• _Document extract_:
※ ※ ※

I also booked some leave (woohoo!) and answered some Copac and Archives Hub queries.

Then checking more library data for Copac, and the gym at lunch time again.

More data checking in the afternoon. I’ve now had a look at the basics of the files. Next week I’ll look for things that we recognise as potential issues for all imports – eg are notes about theses in a 502 field? If not, are they consistent enough that we can move them to one? I’ll also make sure that there is holdings information for all records – or that we know how to handle it if not!

Then draft a quick post for the Archives Hub blog about VftL and our board meeting, which should go live on Monday.

Friday
A work from home day today! I don’t work from home very often, but today I needed to record some tutorials for the Archives Hub on how to use the EAD Editor, and it seemed easier and more sensible to do it from home, where I’ve got the right equipment, and shouldn’t be disturbed.

Possibly because I don’t work from home very often, I’ve found it quite difficult to be productive today. This could be because I don’t have a special workspace at home – I’m sat on my sofa, at my computer, same as during normal ‘me time’. I think if I was working from home more often, I’d need to put some kind of differentiation in place. maybe just wearing proper clothes rather than slopping around in my at home clothes!

※ ※ ※

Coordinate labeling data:

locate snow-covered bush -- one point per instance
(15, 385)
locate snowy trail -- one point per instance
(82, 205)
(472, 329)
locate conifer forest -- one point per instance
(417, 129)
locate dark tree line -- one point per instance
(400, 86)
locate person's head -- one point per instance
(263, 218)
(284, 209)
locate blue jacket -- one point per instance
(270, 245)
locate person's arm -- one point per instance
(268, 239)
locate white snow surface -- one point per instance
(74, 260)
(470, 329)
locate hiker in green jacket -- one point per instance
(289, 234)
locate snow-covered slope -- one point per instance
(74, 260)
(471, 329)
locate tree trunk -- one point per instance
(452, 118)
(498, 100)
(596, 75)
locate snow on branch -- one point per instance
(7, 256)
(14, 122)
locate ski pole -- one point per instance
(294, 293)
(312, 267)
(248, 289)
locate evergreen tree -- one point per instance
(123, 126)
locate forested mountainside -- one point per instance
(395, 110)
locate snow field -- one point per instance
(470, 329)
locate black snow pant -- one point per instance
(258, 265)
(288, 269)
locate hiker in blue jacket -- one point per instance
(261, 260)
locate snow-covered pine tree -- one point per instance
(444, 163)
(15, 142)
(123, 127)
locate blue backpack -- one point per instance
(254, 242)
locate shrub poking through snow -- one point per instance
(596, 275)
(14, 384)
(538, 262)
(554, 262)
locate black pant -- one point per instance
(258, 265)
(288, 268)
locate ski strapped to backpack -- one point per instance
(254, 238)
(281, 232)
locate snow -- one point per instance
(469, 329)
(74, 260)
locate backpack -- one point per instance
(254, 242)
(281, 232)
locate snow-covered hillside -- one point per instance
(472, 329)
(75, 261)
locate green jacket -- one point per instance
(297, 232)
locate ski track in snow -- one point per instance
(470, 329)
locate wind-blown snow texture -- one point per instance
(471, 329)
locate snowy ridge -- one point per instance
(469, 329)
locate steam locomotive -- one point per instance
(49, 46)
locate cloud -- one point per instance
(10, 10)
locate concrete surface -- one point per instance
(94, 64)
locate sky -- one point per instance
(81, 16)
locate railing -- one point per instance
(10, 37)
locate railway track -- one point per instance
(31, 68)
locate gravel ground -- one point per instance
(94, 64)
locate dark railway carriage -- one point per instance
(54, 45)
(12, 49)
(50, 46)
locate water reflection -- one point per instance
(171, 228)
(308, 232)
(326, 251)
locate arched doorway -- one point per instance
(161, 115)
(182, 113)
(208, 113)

※ ※ ※

Update the stretch of the work diary from "More data checking" through "shouldn’t be disturbed." so that "Monday" becomes "Tuesday", and write out the revised passage.

• _Result of this exercise_:
More data checking in the afternoon. I’ve now had a look at the basics of the files. Next week I’ll look for things that we recognise as potential issues for all imports – eg are notes about theses in a 502 field? If not, are they consistent enough that we can move them to one? I’ll also make sure that there is holdings information for all records – or that we know how to handle it if not!

Then draft a quick post for the Archives Hub blog about VftL and our board meeting, which should go live on Tuesday.

Friday
A work from home day today! I don’t work from home very often, but today I needed to record some tutorials for the Archives Hub on how to use the EAD Editor, and it seemed easier and more sensible to do it from home, where I’ve got the right equipment, and shouldn’t be disturbed.